Instructions for the task:
What you give back must match the data below character for character.

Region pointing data

=== Begin Enclosure ===

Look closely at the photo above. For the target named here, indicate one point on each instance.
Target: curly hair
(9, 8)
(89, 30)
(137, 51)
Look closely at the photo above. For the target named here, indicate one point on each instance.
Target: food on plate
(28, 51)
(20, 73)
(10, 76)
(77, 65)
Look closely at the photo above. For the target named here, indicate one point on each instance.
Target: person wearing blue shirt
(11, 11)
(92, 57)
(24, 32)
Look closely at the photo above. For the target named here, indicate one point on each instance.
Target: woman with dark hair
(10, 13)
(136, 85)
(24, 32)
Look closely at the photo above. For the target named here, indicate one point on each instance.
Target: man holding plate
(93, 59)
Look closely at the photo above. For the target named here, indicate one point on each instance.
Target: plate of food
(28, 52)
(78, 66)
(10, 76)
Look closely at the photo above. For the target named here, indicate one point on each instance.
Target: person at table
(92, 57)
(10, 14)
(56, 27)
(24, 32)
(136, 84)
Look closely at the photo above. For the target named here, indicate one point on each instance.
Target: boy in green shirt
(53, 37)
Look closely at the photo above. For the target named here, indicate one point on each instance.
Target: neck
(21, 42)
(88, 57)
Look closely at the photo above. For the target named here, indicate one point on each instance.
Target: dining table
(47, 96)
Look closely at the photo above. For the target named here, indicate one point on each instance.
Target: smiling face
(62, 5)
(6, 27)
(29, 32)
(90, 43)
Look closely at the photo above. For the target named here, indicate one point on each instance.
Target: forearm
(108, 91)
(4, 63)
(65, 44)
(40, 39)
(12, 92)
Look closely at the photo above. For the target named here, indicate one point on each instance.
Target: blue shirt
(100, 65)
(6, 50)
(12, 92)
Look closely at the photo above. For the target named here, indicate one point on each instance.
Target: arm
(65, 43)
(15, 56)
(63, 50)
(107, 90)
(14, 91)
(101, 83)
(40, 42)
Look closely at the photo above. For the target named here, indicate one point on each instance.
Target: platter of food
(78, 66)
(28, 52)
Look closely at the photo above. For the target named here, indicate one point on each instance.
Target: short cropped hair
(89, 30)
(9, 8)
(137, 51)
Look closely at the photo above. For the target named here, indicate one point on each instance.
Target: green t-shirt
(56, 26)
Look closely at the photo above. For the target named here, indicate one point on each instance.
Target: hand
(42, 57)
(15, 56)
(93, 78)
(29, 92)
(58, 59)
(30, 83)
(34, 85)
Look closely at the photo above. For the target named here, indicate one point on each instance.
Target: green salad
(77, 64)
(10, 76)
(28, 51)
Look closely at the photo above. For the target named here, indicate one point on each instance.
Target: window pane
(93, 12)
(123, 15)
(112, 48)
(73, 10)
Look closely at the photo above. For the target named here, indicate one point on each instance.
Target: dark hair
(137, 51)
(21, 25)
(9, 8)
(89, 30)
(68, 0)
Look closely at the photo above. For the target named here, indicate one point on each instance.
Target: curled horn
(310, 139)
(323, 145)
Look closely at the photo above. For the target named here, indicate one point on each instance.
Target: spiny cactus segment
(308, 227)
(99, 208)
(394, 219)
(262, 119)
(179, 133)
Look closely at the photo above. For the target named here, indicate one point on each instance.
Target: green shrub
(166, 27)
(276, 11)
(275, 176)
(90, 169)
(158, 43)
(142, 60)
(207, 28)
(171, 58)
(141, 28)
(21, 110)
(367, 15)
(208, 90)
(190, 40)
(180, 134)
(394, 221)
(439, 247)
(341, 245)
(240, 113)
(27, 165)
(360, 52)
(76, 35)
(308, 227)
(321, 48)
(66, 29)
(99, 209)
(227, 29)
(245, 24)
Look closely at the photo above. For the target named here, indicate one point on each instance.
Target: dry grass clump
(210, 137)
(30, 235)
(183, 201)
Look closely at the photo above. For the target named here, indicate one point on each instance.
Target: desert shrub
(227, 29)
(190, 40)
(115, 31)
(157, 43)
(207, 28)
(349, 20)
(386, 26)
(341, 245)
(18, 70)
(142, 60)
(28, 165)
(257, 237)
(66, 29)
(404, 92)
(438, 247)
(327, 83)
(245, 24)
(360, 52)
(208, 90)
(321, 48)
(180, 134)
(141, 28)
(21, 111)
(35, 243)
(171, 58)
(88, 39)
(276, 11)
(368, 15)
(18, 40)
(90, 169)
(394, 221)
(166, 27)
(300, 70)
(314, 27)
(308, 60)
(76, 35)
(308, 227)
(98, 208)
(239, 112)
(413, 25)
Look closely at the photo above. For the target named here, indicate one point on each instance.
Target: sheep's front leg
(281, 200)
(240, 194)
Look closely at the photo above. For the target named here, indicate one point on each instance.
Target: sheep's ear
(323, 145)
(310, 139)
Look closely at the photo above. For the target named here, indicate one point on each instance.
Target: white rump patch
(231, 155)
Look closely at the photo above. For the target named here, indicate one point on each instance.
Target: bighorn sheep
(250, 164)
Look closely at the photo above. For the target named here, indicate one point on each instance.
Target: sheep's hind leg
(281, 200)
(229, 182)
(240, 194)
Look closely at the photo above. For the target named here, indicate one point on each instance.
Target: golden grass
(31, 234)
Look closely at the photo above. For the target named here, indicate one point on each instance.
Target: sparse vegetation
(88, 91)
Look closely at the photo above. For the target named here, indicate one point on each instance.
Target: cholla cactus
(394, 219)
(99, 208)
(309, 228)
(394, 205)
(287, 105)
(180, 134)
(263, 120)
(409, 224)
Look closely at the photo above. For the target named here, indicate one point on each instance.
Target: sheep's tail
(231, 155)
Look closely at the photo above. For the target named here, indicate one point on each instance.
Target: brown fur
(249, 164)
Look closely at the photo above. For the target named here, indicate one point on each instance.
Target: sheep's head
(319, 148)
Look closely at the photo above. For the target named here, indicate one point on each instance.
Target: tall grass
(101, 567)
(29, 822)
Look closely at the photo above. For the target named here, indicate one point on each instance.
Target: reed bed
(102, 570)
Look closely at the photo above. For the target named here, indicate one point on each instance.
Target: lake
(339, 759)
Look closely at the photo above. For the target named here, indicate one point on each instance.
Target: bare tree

=== End Enclosure ===

Final answer:
Look closely at the photo above. For the target named here, indicate one point on each instance.
Target: curly hair
(9, 8)
(89, 30)
(137, 51)
Look closely at the photo above. For the target named here, indicate one point on each instance.
Target: food on plate
(28, 51)
(20, 73)
(10, 76)
(77, 65)
Look closely at the photo above. For the target named here, indicate one point on each instance.
Target: person wearing blue shirt
(11, 11)
(92, 57)
(24, 32)
Look closely at the photo above. For the target named here, indicate one point on each instance.
Target: woman with dark hair
(10, 13)
(136, 85)
(24, 32)
Look closely at the photo above. For the target named here, indicate one point on each instance.
Target: man holding plate
(93, 59)
Look closely at the photo above. For the target named here, indicate one point on each instance.
Target: plate of food
(28, 52)
(78, 66)
(10, 76)
Look closely at the photo above. For the target named here, indicate one point on each instance.
Target: person at table
(92, 57)
(10, 14)
(56, 27)
(24, 32)
(136, 84)
Look closely at the photo above. For the target named here, indicate one point on each instance.
Target: boy in green shirt
(53, 37)
Look closely at the photo above. For the target named here, indicate one point on each instance.
Target: neck
(21, 42)
(88, 57)
Look closely at the photo above. For the target named here, indicate one point on each instance.
Target: dining table
(47, 96)
Look closely at the photo above. For the target named here, indicate one point on each instance.
Target: smiling face
(62, 5)
(6, 27)
(29, 32)
(90, 43)
Look closely at the photo above. For the target named here, indicate one point on each instance.
Target: forearm
(108, 91)
(4, 63)
(65, 44)
(40, 39)
(12, 92)
Look closely at the photo above. For the target named here, indicate one point on each instance.
Target: blue shirt
(100, 65)
(6, 50)
(12, 92)
Look closely at the photo above. For the target named here, indicate one point on each instance.
Target: arm
(65, 43)
(15, 56)
(63, 50)
(107, 90)
(14, 91)
(101, 83)
(40, 42)
Look closely at the photo above. For the target named here, indicate one point on each instance.
Target: platter of food
(78, 66)
(28, 52)
Look closely at the photo above. For the target named here, indicate one point on each instance.
Target: short cropped hair
(89, 30)
(9, 8)
(137, 51)
Look closely at the photo above. For the target named here, indicate one point on each instance.
Target: green t-shirt
(56, 26)
Look closely at the photo above. For the target named here, indicate one point on each instance.
Target: hand
(42, 57)
(15, 56)
(93, 78)
(29, 92)
(58, 59)
(30, 83)
(34, 85)
Look closely at the photo above. For the target named here, indicate one point on each instance.
Target: green salad
(77, 64)
(10, 76)
(28, 51)
Look closely at the photo above. For the target named here, indicate one point on each instance.
Target: window pane
(93, 12)
(123, 15)
(112, 48)
(73, 10)
Look closely at the photo above. For the target named here, indicate one point on each instance.
Target: dark hair
(137, 51)
(21, 25)
(9, 8)
(89, 30)
(68, 0)
Look closely at the photo above. For the target named here, indicate one point on each instance.
Target: curled horn
(310, 139)
(323, 145)
Look closely at the photo above. For the target named here, indicate one point on each instance.
Target: spiny cactus segment
(308, 227)
(99, 208)
(394, 219)
(262, 119)
(179, 133)
Look closely at the photo above. For the target named here, indicate one point on each instance.
Target: green shrub
(166, 27)
(276, 11)
(275, 176)
(90, 169)
(158, 43)
(142, 60)
(207, 28)
(171, 58)
(141, 28)
(21, 110)
(367, 15)
(208, 90)
(190, 40)
(180, 134)
(394, 221)
(439, 247)
(341, 245)
(240, 113)
(27, 165)
(360, 52)
(76, 35)
(308, 227)
(321, 48)
(66, 29)
(99, 209)
(227, 29)
(245, 24)
Look closely at the photo above. For the target named here, indicate one point on each instance.
Target: dry grass clump
(210, 137)
(30, 235)
(183, 201)
Look closely at the photo above. For the target named here, indicate one point on each instance.
Target: desert shrub
(227, 29)
(190, 40)
(115, 31)
(157, 43)
(207, 28)
(349, 20)
(386, 26)
(341, 245)
(18, 70)
(142, 60)
(28, 165)
(257, 237)
(66, 29)
(404, 92)
(438, 247)
(327, 83)
(245, 24)
(360, 52)
(208, 90)
(321, 48)
(180, 134)
(141, 28)
(21, 111)
(35, 243)
(171, 58)
(88, 39)
(276, 11)
(368, 15)
(18, 40)
(90, 169)
(394, 221)
(166, 27)
(300, 70)
(314, 27)
(308, 60)
(76, 35)
(308, 227)
(98, 208)
(239, 112)
(413, 25)
Look closely at the photo above. For the target named here, indicate one point on each instance.
Target: sheep's front leg
(281, 200)
(240, 194)
Look closely at the photo above. For the target named here, indicate one point on each instance.
Target: sheep's ear
(323, 145)
(310, 139)
Look closely at the photo above. For the target named here, indicate one point on each instance.
Target: white rump patch
(231, 155)
Look closely at the photo above. For the target named here, indicate one point on each instance.
Target: bighorn sheep
(250, 164)
Look closely at the photo above. For the target named here, indicate one point on each instance.
Target: sheep's hind leg
(281, 200)
(229, 182)
(240, 194)
Look closely at the photo above. For the target named here, indicate one point on each instance.
Target: golden grass
(31, 234)
Look closely at the photo above. For the target named here, indicate one point on each instance.
Target: sparse vegetation
(88, 91)
Look closely at the photo above. For the target named here, indicate one point on each instance.
Target: cholla cactus
(394, 219)
(99, 208)
(309, 228)
(394, 205)
(287, 105)
(180, 134)
(263, 120)
(409, 224)
Look closely at the photo above. For the target named here, indicate one point on each instance.
Target: sheep's tail
(231, 155)
Look closely at the photo above. For the target named here, indicate one point on each instance.
Target: brown fur
(249, 164)
Look closely at the photo above. For the target named here, indicate one point on each instance.
Target: sheep's head
(319, 148)
Look closely at the photo above. For the target named here, indicate one point on each instance.
Target: tall grass
(101, 567)
(29, 822)
Look closely at the photo above. For the target named here, indicate one point on each instance.
Target: reed bed
(102, 570)
Look closely at the photo above. For the target named here, indicate one point on each instance.
Target: lake
(339, 759)
Look closely at the photo above. For the target named here, indicate one point on each instance.
Target: bare tree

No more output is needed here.